[What to work on]: Return the material word for word. Do not include pictures.
::::::::::
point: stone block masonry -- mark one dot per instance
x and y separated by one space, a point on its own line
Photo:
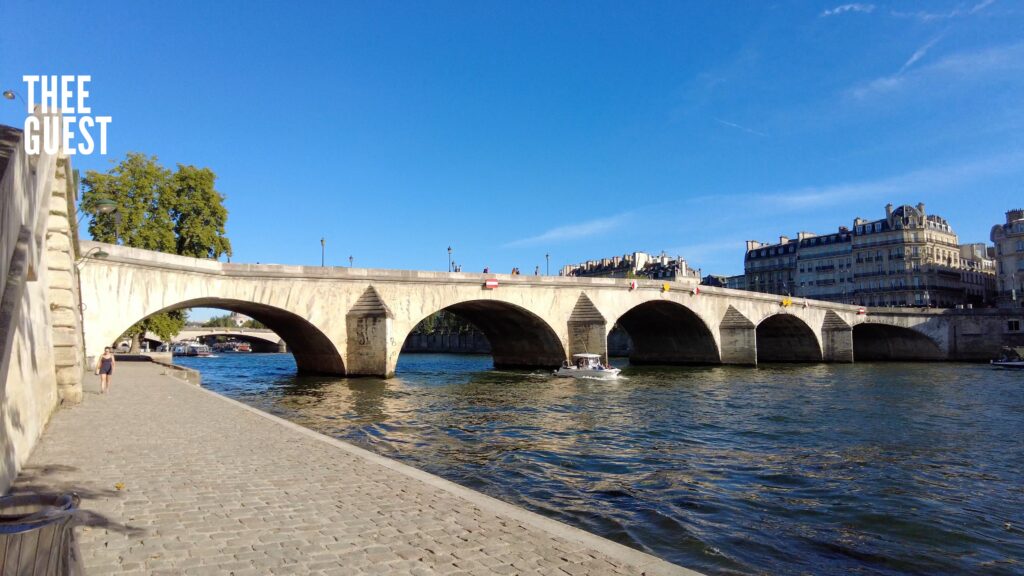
177 480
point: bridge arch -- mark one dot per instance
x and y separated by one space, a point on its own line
313 352
518 337
878 341
668 332
785 337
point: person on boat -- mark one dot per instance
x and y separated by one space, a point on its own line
104 368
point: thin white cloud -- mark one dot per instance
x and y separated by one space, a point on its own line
854 7
738 127
918 181
694 254
948 71
981 6
955 12
918 54
572 232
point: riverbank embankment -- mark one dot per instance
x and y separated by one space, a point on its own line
176 479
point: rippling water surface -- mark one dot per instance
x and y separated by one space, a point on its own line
867 468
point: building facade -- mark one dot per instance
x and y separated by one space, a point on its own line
978 274
824 269
1009 242
771 268
907 258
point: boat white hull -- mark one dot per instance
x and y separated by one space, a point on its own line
606 374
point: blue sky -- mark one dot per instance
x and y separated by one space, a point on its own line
509 130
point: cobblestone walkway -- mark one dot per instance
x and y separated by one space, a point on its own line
177 480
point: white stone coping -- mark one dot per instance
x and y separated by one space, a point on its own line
158 260
648 564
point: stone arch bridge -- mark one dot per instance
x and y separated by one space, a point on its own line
354 321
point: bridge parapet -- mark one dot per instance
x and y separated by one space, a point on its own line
354 321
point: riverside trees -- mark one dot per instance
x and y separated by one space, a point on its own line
179 212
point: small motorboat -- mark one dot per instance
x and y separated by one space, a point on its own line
587 366
1010 358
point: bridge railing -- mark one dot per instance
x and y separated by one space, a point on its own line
173 262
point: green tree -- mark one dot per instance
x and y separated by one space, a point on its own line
219 322
178 212
140 187
199 213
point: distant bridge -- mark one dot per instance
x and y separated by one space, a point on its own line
354 321
263 337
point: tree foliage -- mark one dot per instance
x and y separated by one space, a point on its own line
443 322
177 212
227 321
199 213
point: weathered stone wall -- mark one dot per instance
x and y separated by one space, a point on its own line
40 339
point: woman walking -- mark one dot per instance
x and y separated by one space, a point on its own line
104 367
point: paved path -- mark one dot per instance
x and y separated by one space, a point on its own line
213 487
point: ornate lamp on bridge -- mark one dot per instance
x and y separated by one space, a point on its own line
10 94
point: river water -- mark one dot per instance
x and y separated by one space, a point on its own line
864 468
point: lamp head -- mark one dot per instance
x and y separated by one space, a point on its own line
105 206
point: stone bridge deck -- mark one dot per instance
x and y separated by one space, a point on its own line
214 487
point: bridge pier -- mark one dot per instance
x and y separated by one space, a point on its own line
739 339
588 330
369 327
837 339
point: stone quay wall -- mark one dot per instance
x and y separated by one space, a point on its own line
41 341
::::::::::
[Full output]:
point: stone block masonry -- mark one dot per instance
x and y separated by one space, a point on its own line
Photo:
177 480
point: bridge arch -- mark one dot per instance
x and y separated by one space, a point on its own line
313 352
518 337
878 341
668 332
785 337
point: person on boat -- mark one dot per instance
x and y separated by one space, a point on its own line
104 368
point: thin white cloud -- mark one dot per instance
x and y separated by one space, a point on its own line
854 7
738 127
918 181
694 254
948 71
981 6
955 12
918 54
572 232
point: riverbank embankment -- mark one dot per instance
x and y separated by one space, a point on its own line
176 479
point: rippling water surface -- mark one dot per instance
x and y separated by one space, a point on its own line
867 468
point: building facade -- mark one dot per instance
x and y separated by one space, a point on its own line
978 274
824 269
1009 242
771 268
907 258
point: boat white hull -- mark one dot per instance
x and y separated by one space, a point on its own line
606 374
point: blue sky -- mark one dot per instance
x and y separated by one space, a point on its own line
509 130
point: cobblestone walkway -- mark one dot per instance
x and y separated by one space, a point on its own line
177 480
point: white stone coping -- mark one dot per instance
x and y separated by one space, a point on its own line
158 260
648 564
point: stone arch bridge -- mark one dot per instance
x and y separated by one space, a point on its own line
354 321
point: bridge parapet -- mark one dot per instance
x and y separated by one space, a point on its own line
354 321
point: riverside trees -- mark one dot per instance
x and y separated by one space, a point on its own line
179 212
point: small motorboat -- mark one dot per instance
x and y separated by one space, a point on its own line
587 366
1010 358
point: bridge railing -- mark one dot per instance
x and y separated by one space, a point on its own line
173 262
point: green tree -- mark one dot per instance
x and y separated by one space, a point on its own line
219 322
178 212
140 187
199 213
point: distant bridge -- mark one dot per instance
x and y separated by one space, a point on its own line
354 321
263 337
point: tree foliage -- mark one dot per instance
x and y separated by one space, a point on its own line
443 322
177 212
227 321
199 213
point: weathered stone wall -- mark one dot per instance
x and y separated by one space, a point on its own line
40 339
point: woman walking -- mark one dot per instance
x and y separated by one space, a point on its own line
104 367
point: paved path -- mark one dot per instance
x and y separated by one space, a point on its own line
213 487
point: ornate lamp on bridge -- mark one dot per instance
x and y separated by one space, a point on its own line
10 94
point: river water -- mark one dot per instance
x and y separated by one space, a point on its own line
864 468
point: lamp head -- mark one dot per instance
x and y separated by one space, a point on its own line
105 206
point: stone bridge deck -- mark one dot per instance
x and y separated by one space, a point on its own line
214 487
point: bridge pier -- mark one dot per instance
x and y separated by one space, a point on its own line
739 339
588 330
369 327
837 339
point: stone quay wall -- mark one dot per instance
x and y separated by one space, a point on its own line
41 341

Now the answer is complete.